# Material to process:
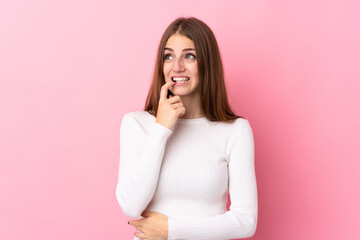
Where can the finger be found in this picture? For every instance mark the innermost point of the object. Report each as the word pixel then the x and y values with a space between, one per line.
pixel 175 99
pixel 180 111
pixel 145 214
pixel 177 105
pixel 164 88
pixel 136 223
pixel 140 235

# About this task:
Please copy the data shown above word for word, omitting the pictures.

# Exercise output:
Where can the finger be found in this picture? For every instance mark the innermost point of the object. Report each as the word pixel then the x and y values with a space between, one per line.
pixel 175 99
pixel 180 111
pixel 145 214
pixel 177 105
pixel 164 88
pixel 136 223
pixel 140 235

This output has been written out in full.